== WHAT YOU NEED TO DO ==
[a] In the post about the equation T > xΔxm / h, what does the letter x stand for?
[b] Extend the post about the equation T > xΔxm / h, writing on from its last line.

== PROVIDED PASSAGE ==
>> START

T>xΔxm/h

The equation i'm going to discuss is: T > xΔxm / h


It may seem a bit large, or scary but trust me it isn't.


It is a equation, derived from Feynman's path integral equation and tells us the minimum amount of time it'd take for something to basically 'jump' out of a box. This being quantum mechanics, its a bit stranger that what we expect. Since electrons can be in two places at once, or an infinite amount. We could technically move out of a sealed box.


T = time it will take.
x = Size of box.
Δx = Amount it will move (like 5m)
m = Mass of object
h = Plancks constant.


So...


T > (10metres x 11 metres x 50 kg (you!)) / 6.626x10^-34 =....


8.3*10^36seconds!


This is around 2.623*10^29 years!

>> END

== DATA EXCERPT ==
>> START

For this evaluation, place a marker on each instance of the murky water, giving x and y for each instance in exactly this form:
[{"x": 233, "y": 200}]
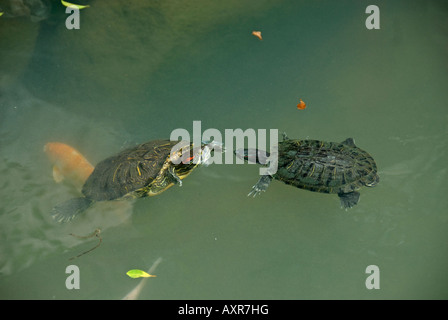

>> END

== ANSWERS TO THE TASKS ==
[a] Size of box.

[b]
Thats way older than our universe!


But this is a giant thing, well relatively (us).


Lets try an electron.


T > (1x10*-15m x 1.1*10*-15m x 9.12*10^31kg) / 6.626*10^-34 =....


This is quite a jumble, but the answer is... 117seconds!


Thats all it takes for an electron to jump out of a tiny, tiny box. Pretty amazing right, about at least 2 minutes!


This equation like said was derived from a Feynman equations. You now know how to calculate pretty crazy sums!


Thanks for reading, Ben.